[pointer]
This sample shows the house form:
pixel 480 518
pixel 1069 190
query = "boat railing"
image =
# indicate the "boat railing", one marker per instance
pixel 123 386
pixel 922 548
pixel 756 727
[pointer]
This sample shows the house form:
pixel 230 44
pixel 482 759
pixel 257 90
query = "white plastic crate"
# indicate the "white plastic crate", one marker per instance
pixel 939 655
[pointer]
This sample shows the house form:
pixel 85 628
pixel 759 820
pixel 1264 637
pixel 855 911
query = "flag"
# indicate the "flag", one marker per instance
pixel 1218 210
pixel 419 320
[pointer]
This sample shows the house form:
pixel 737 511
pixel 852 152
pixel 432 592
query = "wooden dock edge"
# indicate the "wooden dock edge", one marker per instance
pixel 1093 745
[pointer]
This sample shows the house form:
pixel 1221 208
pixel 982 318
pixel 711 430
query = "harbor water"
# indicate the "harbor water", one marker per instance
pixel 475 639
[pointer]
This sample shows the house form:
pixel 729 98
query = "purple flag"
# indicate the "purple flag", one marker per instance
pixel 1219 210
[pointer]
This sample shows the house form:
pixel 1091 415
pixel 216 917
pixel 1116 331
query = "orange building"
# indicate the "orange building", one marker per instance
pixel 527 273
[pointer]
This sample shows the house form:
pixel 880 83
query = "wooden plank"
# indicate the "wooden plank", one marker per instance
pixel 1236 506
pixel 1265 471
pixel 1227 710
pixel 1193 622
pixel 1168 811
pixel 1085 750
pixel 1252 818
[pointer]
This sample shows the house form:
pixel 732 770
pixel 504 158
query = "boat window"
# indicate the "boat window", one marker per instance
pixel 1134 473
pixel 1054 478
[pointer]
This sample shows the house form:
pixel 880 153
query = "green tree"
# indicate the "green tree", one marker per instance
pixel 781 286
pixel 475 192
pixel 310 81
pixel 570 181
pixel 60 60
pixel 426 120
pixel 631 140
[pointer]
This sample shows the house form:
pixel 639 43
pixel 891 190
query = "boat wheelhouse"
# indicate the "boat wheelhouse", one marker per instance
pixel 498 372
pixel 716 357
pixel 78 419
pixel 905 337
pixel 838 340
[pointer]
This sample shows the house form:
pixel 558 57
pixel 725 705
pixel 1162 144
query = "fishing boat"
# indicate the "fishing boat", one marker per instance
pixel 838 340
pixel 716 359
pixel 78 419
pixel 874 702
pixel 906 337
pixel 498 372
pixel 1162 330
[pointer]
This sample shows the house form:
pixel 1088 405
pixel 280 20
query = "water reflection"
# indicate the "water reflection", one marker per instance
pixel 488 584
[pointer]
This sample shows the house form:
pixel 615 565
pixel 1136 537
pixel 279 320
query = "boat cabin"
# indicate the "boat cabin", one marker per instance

——

REQUIRED TASK:
Please print the records above unchanged, starting at their first line and stopping after the line that contains "pixel 527 273".

ANSWER FOR THE TASK:
[pointer]
This sample shows the house form:
pixel 480 518
pixel 1069 190
query = "boat railing"
image =
# indicate the "boat railing", one marker per instance
pixel 123 386
pixel 922 548
pixel 756 727
[pointer]
This sample shows the house form:
pixel 230 44
pixel 482 759
pixel 257 90
query = "white plastic crate"
# indicate the "white plastic crate", one marker per instance
pixel 939 655
[pointer]
This sample shows the house form:
pixel 85 628
pixel 759 820
pixel 1264 637
pixel 855 911
query = "flag"
# indicate the "flag", one marker per instance
pixel 1218 210
pixel 419 320
[pointer]
This sample shows the house form:
pixel 737 511
pixel 852 152
pixel 432 592
query = "wooden dock edge"
# indicate the "wooden dock edge", one marker per instance
pixel 1093 745
[pointer]
This sample shows the house form:
pixel 1221 208
pixel 982 318
pixel 711 430
query = "harbor water"
# indicate the "harbor water", one marker per instance
pixel 475 639
[pointer]
This sample shows the house form:
pixel 729 98
query = "purple flag"
# indicate the "purple flag", one marker per instance
pixel 1219 210
[pointer]
This sample shows the house form:
pixel 1091 415
pixel 216 917
pixel 1116 331
query = "orange building"
# indicate the "orange building", one marker per instance
pixel 527 273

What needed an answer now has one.